» **REQUIREMENTS**
Output every entry below verbatim, leaving out the pictures.

+++ EXTRACTED MATERIAL +++

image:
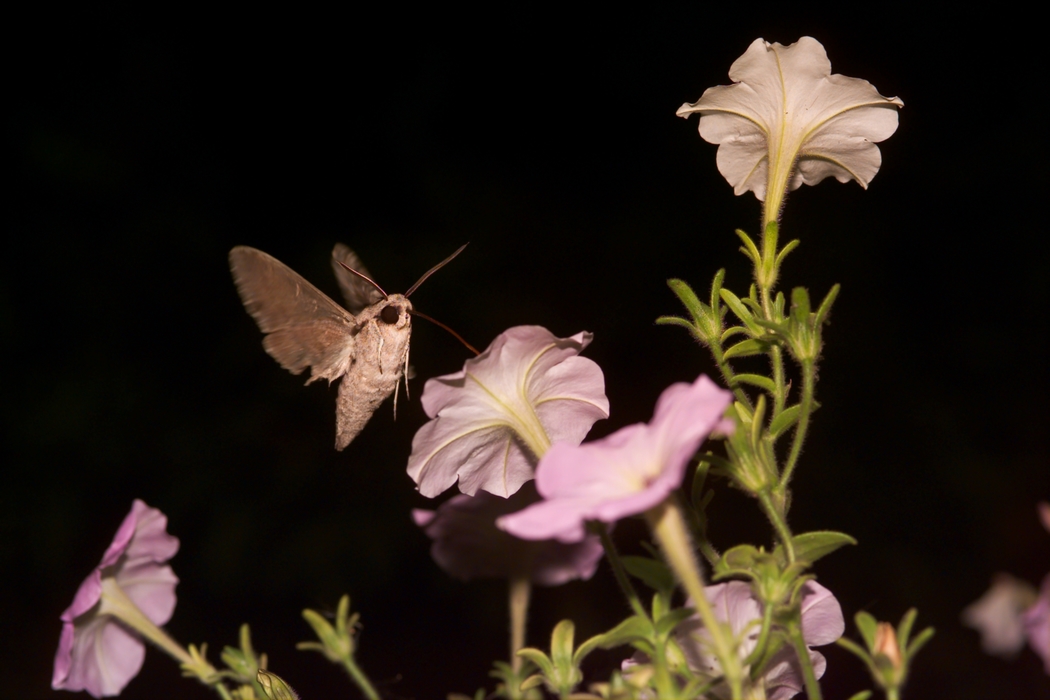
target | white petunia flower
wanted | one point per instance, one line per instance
(786, 121)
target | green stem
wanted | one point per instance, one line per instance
(520, 590)
(805, 408)
(802, 652)
(669, 527)
(618, 572)
(359, 678)
(776, 518)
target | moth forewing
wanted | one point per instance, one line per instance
(306, 329)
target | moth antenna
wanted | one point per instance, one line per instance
(439, 323)
(369, 279)
(428, 273)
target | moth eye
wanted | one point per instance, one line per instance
(391, 314)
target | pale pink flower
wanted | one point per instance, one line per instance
(786, 121)
(625, 473)
(468, 545)
(734, 602)
(1036, 622)
(998, 615)
(97, 653)
(503, 410)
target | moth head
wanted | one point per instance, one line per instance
(396, 311)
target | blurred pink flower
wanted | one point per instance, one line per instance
(998, 615)
(625, 473)
(503, 410)
(96, 653)
(468, 545)
(1036, 622)
(734, 602)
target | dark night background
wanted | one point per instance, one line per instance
(144, 146)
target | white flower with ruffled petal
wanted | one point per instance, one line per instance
(786, 121)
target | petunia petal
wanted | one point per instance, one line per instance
(490, 421)
(786, 121)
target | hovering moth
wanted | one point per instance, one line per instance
(366, 343)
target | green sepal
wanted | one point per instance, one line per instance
(274, 686)
(812, 546)
(756, 380)
(653, 573)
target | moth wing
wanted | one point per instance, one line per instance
(357, 292)
(303, 326)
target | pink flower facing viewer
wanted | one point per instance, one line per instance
(734, 602)
(501, 412)
(625, 473)
(468, 545)
(97, 653)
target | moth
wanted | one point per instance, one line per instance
(365, 344)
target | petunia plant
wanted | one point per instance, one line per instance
(538, 503)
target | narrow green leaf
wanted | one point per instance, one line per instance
(784, 251)
(749, 248)
(757, 380)
(825, 305)
(746, 348)
(867, 626)
(541, 660)
(919, 642)
(863, 695)
(786, 419)
(904, 629)
(668, 622)
(813, 546)
(561, 642)
(676, 320)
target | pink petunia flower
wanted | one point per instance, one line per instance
(468, 545)
(1036, 622)
(998, 615)
(503, 410)
(734, 602)
(625, 473)
(97, 653)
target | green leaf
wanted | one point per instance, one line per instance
(919, 642)
(746, 348)
(667, 623)
(904, 629)
(653, 573)
(541, 660)
(561, 642)
(786, 419)
(813, 546)
(632, 629)
(863, 695)
(867, 626)
(757, 380)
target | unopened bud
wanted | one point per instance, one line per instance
(885, 644)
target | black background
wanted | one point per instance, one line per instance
(144, 145)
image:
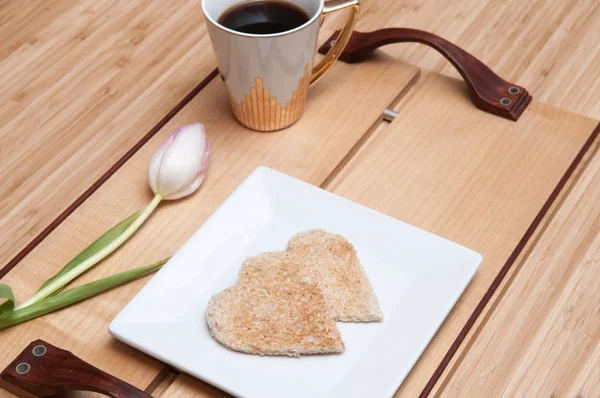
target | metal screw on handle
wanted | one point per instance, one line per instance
(39, 350)
(23, 368)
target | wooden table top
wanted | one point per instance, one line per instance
(90, 88)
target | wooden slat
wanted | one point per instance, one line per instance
(543, 338)
(465, 175)
(188, 387)
(548, 46)
(82, 83)
(310, 150)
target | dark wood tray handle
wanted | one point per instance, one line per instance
(43, 370)
(488, 91)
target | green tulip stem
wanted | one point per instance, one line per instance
(62, 280)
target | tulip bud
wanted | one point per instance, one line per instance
(178, 166)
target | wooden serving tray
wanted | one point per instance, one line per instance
(442, 165)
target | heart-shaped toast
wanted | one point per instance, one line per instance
(328, 260)
(286, 317)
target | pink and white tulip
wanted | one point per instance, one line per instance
(179, 165)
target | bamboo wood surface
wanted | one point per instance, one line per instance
(83, 82)
(548, 46)
(114, 59)
(543, 337)
(330, 124)
(467, 176)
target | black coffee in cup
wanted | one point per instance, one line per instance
(263, 17)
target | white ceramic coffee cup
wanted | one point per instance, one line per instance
(267, 76)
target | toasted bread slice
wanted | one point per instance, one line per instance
(332, 262)
(286, 317)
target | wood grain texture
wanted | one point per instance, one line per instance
(309, 150)
(188, 387)
(82, 83)
(543, 337)
(466, 176)
(548, 46)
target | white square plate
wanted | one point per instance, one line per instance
(417, 276)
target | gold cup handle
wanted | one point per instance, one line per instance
(343, 38)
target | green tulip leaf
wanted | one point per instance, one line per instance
(6, 308)
(75, 295)
(110, 236)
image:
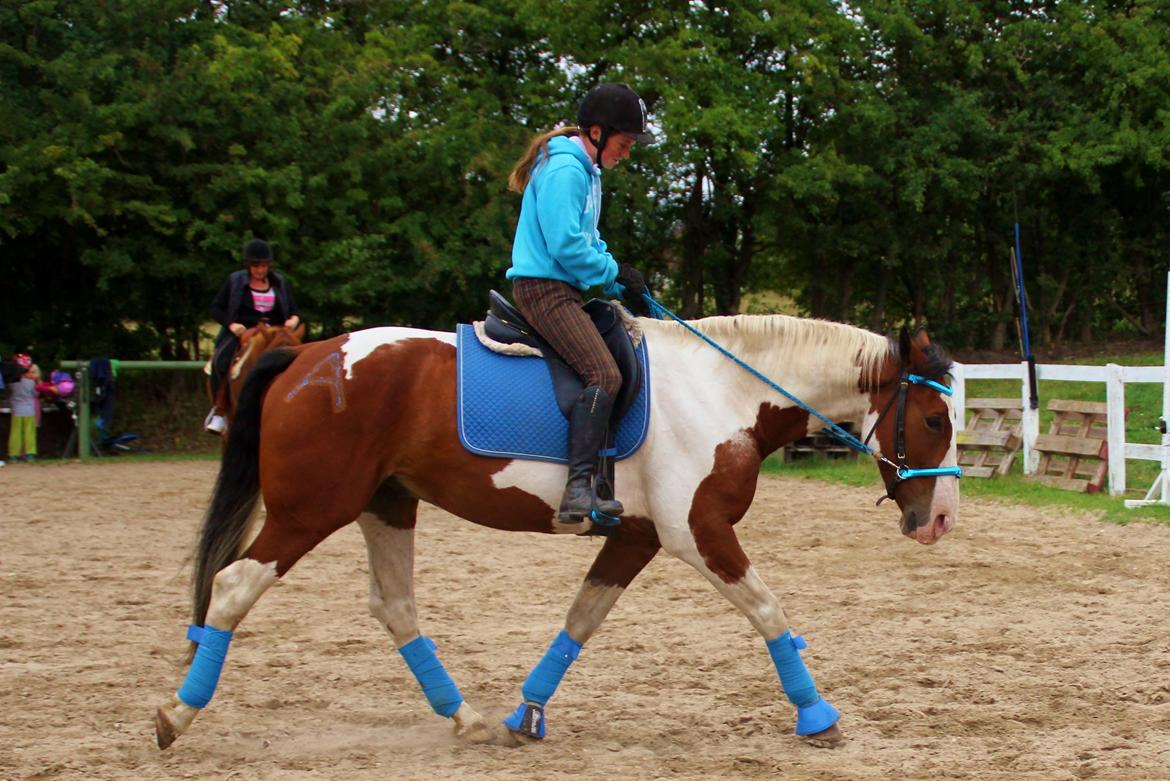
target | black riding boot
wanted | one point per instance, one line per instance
(587, 423)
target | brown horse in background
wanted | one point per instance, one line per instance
(254, 343)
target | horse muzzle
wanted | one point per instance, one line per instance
(927, 523)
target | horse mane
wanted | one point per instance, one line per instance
(795, 343)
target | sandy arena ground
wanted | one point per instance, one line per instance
(1025, 645)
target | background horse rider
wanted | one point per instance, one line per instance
(250, 296)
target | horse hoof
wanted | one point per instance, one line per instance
(477, 732)
(830, 738)
(164, 731)
(513, 738)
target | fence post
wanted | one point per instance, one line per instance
(1030, 423)
(958, 398)
(1115, 399)
(83, 392)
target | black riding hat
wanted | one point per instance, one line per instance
(616, 108)
(256, 251)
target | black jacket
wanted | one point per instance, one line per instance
(233, 304)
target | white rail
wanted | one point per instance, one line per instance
(1114, 377)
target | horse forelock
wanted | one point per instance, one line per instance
(938, 363)
(783, 345)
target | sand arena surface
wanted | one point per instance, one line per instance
(1024, 645)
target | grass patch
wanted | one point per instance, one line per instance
(1013, 489)
(1143, 409)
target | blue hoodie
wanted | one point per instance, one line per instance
(557, 235)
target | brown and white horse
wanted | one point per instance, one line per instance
(363, 427)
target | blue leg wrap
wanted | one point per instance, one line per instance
(202, 677)
(541, 684)
(544, 678)
(813, 713)
(440, 690)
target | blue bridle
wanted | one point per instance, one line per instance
(901, 471)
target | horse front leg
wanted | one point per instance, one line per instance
(715, 551)
(234, 591)
(389, 532)
(621, 558)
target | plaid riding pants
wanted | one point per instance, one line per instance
(553, 309)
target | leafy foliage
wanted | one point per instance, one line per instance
(868, 159)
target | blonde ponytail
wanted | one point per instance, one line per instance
(523, 168)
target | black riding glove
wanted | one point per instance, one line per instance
(634, 285)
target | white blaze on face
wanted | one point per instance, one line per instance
(362, 344)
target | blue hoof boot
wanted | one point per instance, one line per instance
(816, 718)
(527, 720)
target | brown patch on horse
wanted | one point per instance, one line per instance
(627, 550)
(725, 493)
(376, 432)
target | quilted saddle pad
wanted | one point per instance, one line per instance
(508, 409)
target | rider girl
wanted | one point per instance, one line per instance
(558, 253)
(250, 296)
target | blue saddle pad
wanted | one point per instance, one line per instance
(507, 407)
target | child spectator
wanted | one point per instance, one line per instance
(22, 433)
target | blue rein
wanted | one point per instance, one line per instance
(831, 428)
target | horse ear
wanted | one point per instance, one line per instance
(904, 346)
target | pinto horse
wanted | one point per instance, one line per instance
(363, 427)
(254, 343)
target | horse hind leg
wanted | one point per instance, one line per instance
(234, 591)
(387, 526)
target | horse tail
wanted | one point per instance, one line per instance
(238, 485)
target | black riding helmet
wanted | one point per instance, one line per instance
(616, 108)
(257, 251)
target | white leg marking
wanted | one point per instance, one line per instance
(391, 553)
(590, 609)
(235, 589)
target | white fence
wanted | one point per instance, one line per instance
(1114, 377)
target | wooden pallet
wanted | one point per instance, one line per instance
(819, 444)
(1074, 454)
(991, 440)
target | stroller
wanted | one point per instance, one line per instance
(102, 374)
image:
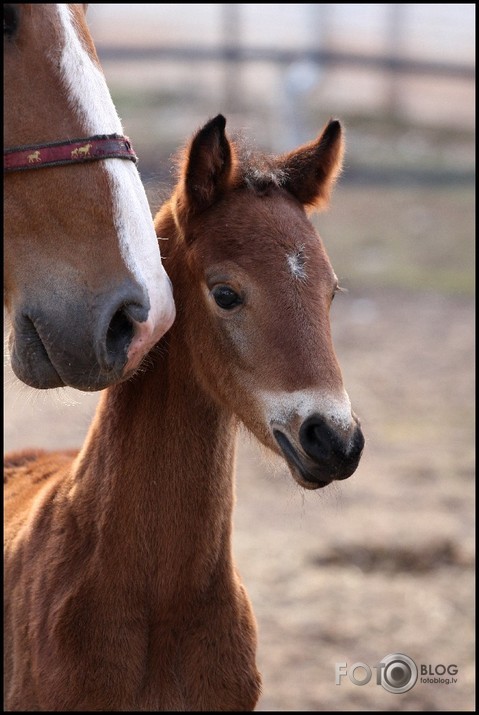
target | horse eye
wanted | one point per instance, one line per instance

+++

» **RESPONSE**
image:
target | white petunia flower
wanted | one point per instance, one line per instance
(786, 121)
target | green stem
wanted | one point per instance, one line per instance
(520, 590)
(805, 408)
(802, 652)
(669, 527)
(618, 572)
(359, 678)
(776, 518)
target | moth forewing
wanted | one point per instance, one line per instance
(306, 329)
target | moth antenna
wanted | one point per instance, one line per instance
(439, 323)
(369, 279)
(428, 273)
target | moth eye
wanted | one point per instance, one line per instance
(391, 314)
target | pale pink flower
wanted | one point per instance, one line per instance
(786, 121)
(625, 473)
(468, 545)
(734, 602)
(1036, 622)
(998, 615)
(97, 653)
(503, 410)
target | moth head
wanted | one point per instance, one line per instance
(396, 311)
target | blurred pink flower
wanted | one point per instance, one line per instance
(998, 615)
(625, 473)
(503, 410)
(96, 653)
(468, 545)
(1036, 622)
(734, 602)
target | dark night background
wanted | one point per instance, one line per instance
(144, 146)
target | white flower with ruffled petal
wanted | one point per instance, one line per instance
(786, 121)
target | petunia petal
wanted | one point per instance, one line per instance
(490, 421)
(786, 121)
target | hovering moth
wanted | one point per instance, one line per instance
(366, 343)
target | green sepal
wanted | one point per instance, one line per instance
(274, 686)
(812, 546)
(756, 380)
(653, 573)
target | moth wing
wanted | one point per instance, one line per instance
(357, 292)
(303, 326)
target | pink flower facing viewer
wanted | one point per instance, one line per instance
(734, 602)
(501, 412)
(625, 473)
(468, 545)
(97, 653)
target | moth
wanted | one point per instance, one line per instance
(365, 344)
target | petunia plant
wanted | one point per instance, one line per instance
(538, 503)
target | narrow green leaf
wanted | one point per instance, one line per instance
(784, 251)
(749, 248)
(757, 380)
(825, 305)
(746, 348)
(867, 626)
(541, 660)
(919, 642)
(863, 695)
(786, 419)
(904, 629)
(668, 622)
(813, 546)
(561, 642)
(676, 320)
target | pink petunia flower
wanted | one point per instance, one line per instance
(468, 545)
(1036, 622)
(998, 615)
(503, 410)
(734, 602)
(625, 473)
(97, 653)
target | green leaf
wanted | one point per instance, one line per instance
(919, 642)
(746, 348)
(667, 623)
(904, 629)
(653, 573)
(541, 660)
(561, 642)
(786, 419)
(813, 546)
(632, 629)
(863, 695)
(867, 626)
(757, 380)
target | unopened bud
wanted | one point per instance, one line per instance
(885, 644)
target | black background
wanted | one point per instance, one line per instance
(144, 145)
image:
target | metal screw on handle
wanted | one point per instance, one line per instance
(39, 350)
(23, 368)
target | wooden table top
wanted | one point per instance, one line per instance
(90, 88)
target | wooden slat
wanted | one point per instance, one line per instance
(543, 338)
(465, 175)
(188, 387)
(548, 46)
(82, 83)
(310, 150)
target | dark wood tray handle
wanted | one point per instance, one line per instance
(43, 370)
(488, 91)
target | green tulip stem
wanted | one point per instance, one line per instance
(62, 280)
target | tulip bud
wanted | one point per instance, one line per instance
(178, 166)
target | wooden serving tray
wanted | one point per instance, one line per instance
(442, 165)
target | heart-shaped toast
wanted | one point per instance, one line per instance
(328, 260)
(286, 317)
target | pink and white tulip
wanted | one point per instance, one line per instance
(179, 165)
target | bamboo wood surface
wanted | one point per instance, one line per instance
(83, 82)
(548, 46)
(114, 59)
(543, 337)
(330, 124)
(467, 176)
target | black coffee in cup
wanted | one point per instance, one line per instance
(263, 17)
target | white ceramic coffee cup
wanted | one point per instance, one line per instance
(267, 76)
target | toasted bread slice
wanted | one point per instance, one line per instance
(332, 262)
(286, 317)
target | wood grain texture
wanted | one point per instance, one line per instance
(309, 150)
(188, 387)
(82, 83)
(543, 337)
(466, 176)
(548, 46)
target | white square plate
wanted | one point per instance, one line per instance
(417, 276)
target | gold cup handle
wanted | one point per instance, one line per instance
(343, 38)
target | green tulip leaf
wanted | one point per instance, one line per instance
(6, 308)
(75, 295)
(110, 236)
image:
target | black riding boot
wanted | one point per instance, one line per instance
(587, 423)
target | brown horse in background
wanted | one point per instance, one line per instance
(254, 343)
target | horse muzzle
wanted | one point per instance, one line per instance
(927, 523)
target | horse mane
wanted | one point per instance, one line per instance
(795, 343)
target | sandy arena ground
wanted | one point per instance, one line per instance
(1025, 645)
target | background horse rider
wanted | one point per instance, one line per instance
(250, 296)
target | horse hoof
wanted | one point per instance, one line per instance
(477, 732)
(830, 738)
(164, 731)
(513, 738)
target | fence post
wanted | one point per instance, one line per instance
(1030, 423)
(958, 398)
(1115, 399)
(83, 392)
target | black riding hat
wanted | one point per instance, one line per instance
(616, 108)
(256, 251)
target | black jacket
wanted | one point per instance, one line per instance
(233, 304)
target | white rail
wanted | one point per instance, one line per instance
(1114, 377)
target | horse forelock
wanted | one point per instance, one line per instance
(938, 363)
(783, 345)
target | sand arena surface
wanted | one point per instance, one line per instance
(1024, 645)
target | grass patch
wanted | one point per instance, one line per instance
(1013, 489)
(1143, 409)
target | blue hoodie
wanted | one point per instance, one line per instance
(557, 235)
target | brown and white horse
wanted | one point per instance, one line per instance
(363, 427)
target | blue leg wrap
wanted | one point per instance, one line per instance
(202, 677)
(541, 684)
(544, 678)
(813, 713)
(440, 690)
target | blue bridle
wanted | one point per instance, one line per instance
(901, 471)
target | horse front leg
wanted | one point per instance, one line per instance
(715, 551)
(234, 591)
(389, 532)
(621, 558)
target | plaid riding pants
wanted | one point per instance, one line per instance
(553, 309)
target | leafy foliage
wanted | one point per instance, one line per instance
(868, 159)
target | blonde ponytail
wanted | one point per instance, one line per instance
(523, 168)
target | black riding glove
wanted | one point per instance, one line per instance
(634, 285)
target | white blaze on face
wanted | one point per instance, one line per instance
(362, 344)
target | blue hoof boot
wanted | one point per instance, one line per instance
(816, 718)
(527, 720)
target | brown patch on horse
wanted | one point per instance, one line per instance
(627, 550)
(725, 493)
(376, 432)
target | quilted saddle pad
wanted | one point per instance, one line per instance
(508, 409)
target | rider girl
wanted | one point per instance, one line per instance
(558, 253)
(250, 296)
target | blue saddle pad
wanted | one point per instance, one line per instance
(507, 407)
target | child spectator
wanted | one point per instance, one line per instance
(22, 433)
target | blue rein
wanted | one point per instance, one line per instance
(831, 428)
target | horse ear
wanted | one point per instance, one line per instance
(904, 346)
target | pinto horse
wanted | one point per instance, one line per instance
(363, 427)
(254, 343)
target | horse hind leg
wanted | one point per instance, one line per instance
(234, 591)
(387, 526)
target | horse tail
wanted | one point per instance, one line per instance
(238, 485)
target | black riding helmet
wanted | one point per instance, one line per instance
(616, 108)
(257, 251)
target | white leg marking
wanted | one point per instance, one line per instance
(391, 553)
(590, 609)
(235, 589)
target | white fence
wanted | one point per instance, one line per instance
(1114, 377)
target | wooden pallet
wanted | one point per instance, one line per instance
(819, 444)
(1074, 454)
(991, 440)
target | stroller
wanted | one point per instance, one line per instance
(102, 374)
image:
target | horse eye
wanted | one point per instance, one line per instance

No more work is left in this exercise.